Written exercise —
Extract each line of the records below and reproduce it verbatim, leaving nothing out and changing nothing.

+++ Excerpted records +++

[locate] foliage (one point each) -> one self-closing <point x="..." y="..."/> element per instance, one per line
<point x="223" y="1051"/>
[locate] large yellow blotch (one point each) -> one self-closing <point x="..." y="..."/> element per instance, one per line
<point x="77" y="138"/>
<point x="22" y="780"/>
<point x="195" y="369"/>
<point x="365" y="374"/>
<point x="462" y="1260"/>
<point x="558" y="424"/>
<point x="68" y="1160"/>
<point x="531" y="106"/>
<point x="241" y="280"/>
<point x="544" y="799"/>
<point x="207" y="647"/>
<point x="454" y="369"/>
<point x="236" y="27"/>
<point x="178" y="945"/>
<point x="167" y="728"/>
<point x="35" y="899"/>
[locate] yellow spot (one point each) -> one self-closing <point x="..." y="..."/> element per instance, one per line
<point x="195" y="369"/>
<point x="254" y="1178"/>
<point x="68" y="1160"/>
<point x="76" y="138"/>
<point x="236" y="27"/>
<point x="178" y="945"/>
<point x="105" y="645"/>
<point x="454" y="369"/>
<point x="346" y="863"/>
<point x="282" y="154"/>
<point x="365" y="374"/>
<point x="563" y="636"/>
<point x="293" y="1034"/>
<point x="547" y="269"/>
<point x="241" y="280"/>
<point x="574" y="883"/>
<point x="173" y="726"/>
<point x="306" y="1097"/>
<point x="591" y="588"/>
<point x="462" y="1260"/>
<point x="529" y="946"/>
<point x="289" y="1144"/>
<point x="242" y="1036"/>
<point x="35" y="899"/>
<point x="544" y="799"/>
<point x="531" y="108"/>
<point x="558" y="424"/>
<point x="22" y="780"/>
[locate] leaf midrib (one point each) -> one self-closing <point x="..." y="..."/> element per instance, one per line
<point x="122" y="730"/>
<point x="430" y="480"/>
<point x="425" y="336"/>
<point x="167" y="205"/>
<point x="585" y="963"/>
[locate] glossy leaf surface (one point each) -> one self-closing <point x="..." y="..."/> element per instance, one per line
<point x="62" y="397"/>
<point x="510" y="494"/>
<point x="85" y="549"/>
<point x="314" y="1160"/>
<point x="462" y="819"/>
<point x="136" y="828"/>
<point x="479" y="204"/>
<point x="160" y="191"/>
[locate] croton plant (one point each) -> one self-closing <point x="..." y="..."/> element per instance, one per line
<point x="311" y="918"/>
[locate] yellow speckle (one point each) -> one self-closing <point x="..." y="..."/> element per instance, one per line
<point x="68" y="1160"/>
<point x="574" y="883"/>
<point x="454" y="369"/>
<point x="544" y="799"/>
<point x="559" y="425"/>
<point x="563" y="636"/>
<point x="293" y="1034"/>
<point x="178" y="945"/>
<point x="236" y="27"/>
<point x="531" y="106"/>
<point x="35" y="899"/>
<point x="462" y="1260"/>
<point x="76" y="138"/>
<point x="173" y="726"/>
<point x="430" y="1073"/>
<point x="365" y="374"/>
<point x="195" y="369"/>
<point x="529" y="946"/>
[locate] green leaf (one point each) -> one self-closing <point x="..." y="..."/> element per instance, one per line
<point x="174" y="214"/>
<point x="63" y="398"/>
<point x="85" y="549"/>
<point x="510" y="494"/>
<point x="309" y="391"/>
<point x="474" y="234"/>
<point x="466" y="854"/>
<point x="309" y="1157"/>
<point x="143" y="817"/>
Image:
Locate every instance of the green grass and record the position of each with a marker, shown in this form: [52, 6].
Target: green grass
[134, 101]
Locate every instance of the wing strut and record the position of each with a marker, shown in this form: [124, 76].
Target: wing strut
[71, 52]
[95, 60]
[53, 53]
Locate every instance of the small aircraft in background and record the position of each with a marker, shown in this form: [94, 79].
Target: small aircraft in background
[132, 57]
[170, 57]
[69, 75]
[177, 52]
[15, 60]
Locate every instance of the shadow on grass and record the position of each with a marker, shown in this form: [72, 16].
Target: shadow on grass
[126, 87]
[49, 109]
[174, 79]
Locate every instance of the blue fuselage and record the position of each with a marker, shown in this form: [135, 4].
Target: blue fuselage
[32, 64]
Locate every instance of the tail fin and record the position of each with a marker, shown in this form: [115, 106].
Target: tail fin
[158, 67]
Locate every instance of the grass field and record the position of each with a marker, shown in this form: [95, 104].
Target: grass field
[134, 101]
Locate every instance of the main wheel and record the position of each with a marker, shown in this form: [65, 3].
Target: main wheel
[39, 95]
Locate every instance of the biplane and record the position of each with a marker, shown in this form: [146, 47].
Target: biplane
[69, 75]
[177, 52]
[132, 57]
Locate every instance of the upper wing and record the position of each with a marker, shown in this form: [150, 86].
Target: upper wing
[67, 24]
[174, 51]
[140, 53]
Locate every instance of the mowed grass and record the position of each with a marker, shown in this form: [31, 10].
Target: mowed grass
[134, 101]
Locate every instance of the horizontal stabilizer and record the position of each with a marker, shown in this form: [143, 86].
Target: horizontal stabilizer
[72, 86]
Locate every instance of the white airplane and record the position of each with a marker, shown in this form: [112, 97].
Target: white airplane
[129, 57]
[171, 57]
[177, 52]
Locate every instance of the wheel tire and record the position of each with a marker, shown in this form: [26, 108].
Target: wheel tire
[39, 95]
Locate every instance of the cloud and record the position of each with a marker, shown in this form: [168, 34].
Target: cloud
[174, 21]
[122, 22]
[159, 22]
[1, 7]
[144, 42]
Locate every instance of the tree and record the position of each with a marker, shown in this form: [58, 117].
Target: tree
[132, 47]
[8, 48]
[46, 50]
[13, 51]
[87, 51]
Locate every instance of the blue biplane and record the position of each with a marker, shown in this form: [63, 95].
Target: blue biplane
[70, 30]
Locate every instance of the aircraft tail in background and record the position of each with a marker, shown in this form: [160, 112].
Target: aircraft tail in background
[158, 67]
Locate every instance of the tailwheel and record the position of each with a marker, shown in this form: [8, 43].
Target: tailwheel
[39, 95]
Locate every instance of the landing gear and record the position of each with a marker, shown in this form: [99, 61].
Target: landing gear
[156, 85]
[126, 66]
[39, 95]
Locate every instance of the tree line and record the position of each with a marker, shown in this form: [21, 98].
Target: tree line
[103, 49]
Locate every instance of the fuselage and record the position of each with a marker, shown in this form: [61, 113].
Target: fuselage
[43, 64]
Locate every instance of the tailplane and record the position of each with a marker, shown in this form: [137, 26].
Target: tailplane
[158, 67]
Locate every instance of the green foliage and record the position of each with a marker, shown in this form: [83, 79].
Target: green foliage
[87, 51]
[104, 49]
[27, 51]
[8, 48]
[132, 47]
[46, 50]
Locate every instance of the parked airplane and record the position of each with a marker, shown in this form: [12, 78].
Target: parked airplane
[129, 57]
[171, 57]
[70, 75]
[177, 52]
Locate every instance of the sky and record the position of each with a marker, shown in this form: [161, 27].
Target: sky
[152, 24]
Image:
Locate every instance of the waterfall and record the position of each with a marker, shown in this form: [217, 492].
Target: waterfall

+++

The result —
[locate] foliage (one point each) -> one self-closing <point x="..." y="..."/> element per instance, one per line
<point x="223" y="1051"/>
[locate] large yellow blotch (one point each) -> one self-closing <point x="..." y="..."/> element per instance, one per line
<point x="77" y="138"/>
<point x="22" y="780"/>
<point x="195" y="369"/>
<point x="365" y="374"/>
<point x="462" y="1260"/>
<point x="558" y="424"/>
<point x="68" y="1160"/>
<point x="531" y="106"/>
<point x="241" y="280"/>
<point x="544" y="799"/>
<point x="207" y="647"/>
<point x="454" y="369"/>
<point x="236" y="27"/>
<point x="178" y="945"/>
<point x="167" y="728"/>
<point x="35" y="899"/>
[locate] yellow spot (one point each) -> one self-closing <point x="..." y="..."/> element per instance, one per line
<point x="195" y="369"/>
<point x="254" y="1178"/>
<point x="68" y="1160"/>
<point x="76" y="138"/>
<point x="236" y="27"/>
<point x="178" y="945"/>
<point x="105" y="645"/>
<point x="454" y="369"/>
<point x="346" y="863"/>
<point x="282" y="154"/>
<point x="365" y="374"/>
<point x="563" y="636"/>
<point x="293" y="1034"/>
<point x="547" y="269"/>
<point x="241" y="280"/>
<point x="574" y="883"/>
<point x="173" y="726"/>
<point x="306" y="1097"/>
<point x="591" y="588"/>
<point x="462" y="1260"/>
<point x="529" y="946"/>
<point x="289" y="1144"/>
<point x="242" y="1036"/>
<point x="35" y="899"/>
<point x="544" y="799"/>
<point x="531" y="108"/>
<point x="558" y="424"/>
<point x="22" y="780"/>
[locate] leaf midrib (one point each) -> one self-closing <point x="..." y="..."/> element per instance, one per line
<point x="122" y="730"/>
<point x="430" y="480"/>
<point x="425" y="336"/>
<point x="167" y="205"/>
<point x="585" y="963"/>
[locate] glossy leaf surface (one point each) -> one self-closing <point x="..." y="..."/> element per instance, one per line
<point x="62" y="397"/>
<point x="510" y="494"/>
<point x="85" y="549"/>
<point x="314" y="1160"/>
<point x="462" y="819"/>
<point x="136" y="828"/>
<point x="479" y="204"/>
<point x="160" y="191"/>
[locate] croton plant (one point each) -> one self-closing <point x="..." y="..."/> element per instance, one per line
<point x="311" y="918"/>
[locate] yellow speckle (one point each) -> one self-closing <point x="..." y="..."/> element per instance, one per line
<point x="68" y="1160"/>
<point x="574" y="883"/>
<point x="454" y="369"/>
<point x="544" y="799"/>
<point x="559" y="425"/>
<point x="563" y="636"/>
<point x="293" y="1034"/>
<point x="178" y="945"/>
<point x="236" y="27"/>
<point x="531" y="106"/>
<point x="35" y="899"/>
<point x="462" y="1260"/>
<point x="76" y="138"/>
<point x="173" y="726"/>
<point x="430" y="1073"/>
<point x="365" y="374"/>
<point x="195" y="369"/>
<point x="529" y="946"/>
[locate] green leaf (one point each) -> one self-closing <point x="..." y="..."/> element per instance, one per line
<point x="174" y="214"/>
<point x="63" y="398"/>
<point x="85" y="549"/>
<point x="510" y="494"/>
<point x="309" y="391"/>
<point x="474" y="234"/>
<point x="466" y="854"/>
<point x="309" y="1157"/>
<point x="143" y="817"/>
Image:
Locate every instance of the green grass and record the position of each with a marker, shown in this form: [52, 6].
Target: green grass
[134, 101]
Locate every instance of the wing strut and record the position of each with a marker, shown in this form: [124, 76].
Target: wing strut
[71, 52]
[95, 60]
[53, 53]
Locate every instance of the small aircraft in background and record the position of each with a marker, shown in this form: [94, 79].
Target: small aircraft in background
[132, 57]
[170, 57]
[69, 75]
[177, 52]
[15, 60]
Locate every instance of the shadow on grass and record the position of each with a marker, shown in this form: [72, 16].
Target: shadow on grass
[126, 87]
[49, 109]
[174, 79]
Locate every instance of the blue fuselage and record the position of each with a marker, shown in this form: [135, 4].
Target: blue fuselage
[32, 64]
Locate every instance of the tail fin and record the position of each with a marker, shown in this form: [115, 106].
Target: tail fin
[158, 67]
Locate every instance of the grass field and record the position of each with a marker, shown in this form: [95, 104].
Target: grass field
[134, 101]
Locate every instance of the main wheel and record the position of each with a marker, shown in this form: [65, 3].
Target: main wheel
[39, 95]
Locate every instance of the biplane and record the position of each with a marker, shown in this form: [146, 47].
Target: biplane
[69, 75]
[177, 52]
[132, 57]
Locate every instance of the upper wing and record the position of each with a marker, shown in this form: [150, 86].
Target: upper wing
[67, 24]
[174, 51]
[140, 53]
Locate every instance of the mowed grass and record the position of each with a marker, shown in this form: [31, 10].
Target: mowed grass
[134, 101]
Locate every instance of the horizontal stabilizer and record the position of each with a marker, shown in this form: [143, 86].
Target: horizontal stabilizer
[72, 86]
Locate every instance of the white airplane and record the position of each with a marker, shown in this form: [112, 97].
Target: white airplane
[129, 57]
[171, 57]
[177, 52]
Locate every instance of the wheel tire and record the position of each with a marker, shown in this form: [26, 108].
Target: wheel tire
[39, 95]
Locate every instance of the cloud and record the position of each with a marker, shown in this form: [168, 34].
Target: cloud
[174, 21]
[122, 22]
[159, 22]
[1, 7]
[144, 42]
Locate every instance of the tree and record the position of each with a marker, shown in this form: [58, 117].
Target: tree
[132, 47]
[8, 48]
[46, 50]
[13, 51]
[87, 51]
Locate every instance of the blue biplane and record the position of each with a marker, shown in this form: [63, 95].
Target: blue biplane
[70, 30]
Locate every instance of the aircraft tail in background and record the position of each with a marker, shown in this form: [160, 112].
Target: aircraft tail in background
[158, 67]
Locate every instance of the tailwheel and record the position of each with a marker, shown in this form: [8, 43].
Target: tailwheel
[39, 95]
Locate every instance of the landing gear and record the position of each with a marker, shown in this form: [99, 61].
Target: landing gear
[156, 85]
[126, 66]
[39, 95]
Locate every instance of the tree line and record the position of each with a marker, shown in this form: [21, 98].
Target: tree line
[103, 49]
Locate every instance of the fuselage and record the position of each with a marker, shown in this form: [61, 113].
Target: fuselage
[43, 64]
Locate every instance of the tailplane and record the position of each with a marker, shown in this form: [137, 26].
Target: tailplane
[158, 67]
Locate every instance of the green foliage and record the position of each with a marker, shown in this form: [83, 79].
Target: green foliage
[87, 51]
[104, 49]
[27, 51]
[8, 48]
[132, 47]
[46, 50]
Locate every instance of the parked airplane and record the position of each with a marker, shown in this form: [12, 78].
Target: parked airplane
[129, 57]
[171, 57]
[70, 75]
[177, 52]
Locate every instance of the sky and record the position of each with a marker, shown in this form: [161, 27].
Target: sky
[152, 24]
Image:
Locate every instance of the waterfall and record the position of each with a marker, shown in this form: [217, 492].
Target: waterfall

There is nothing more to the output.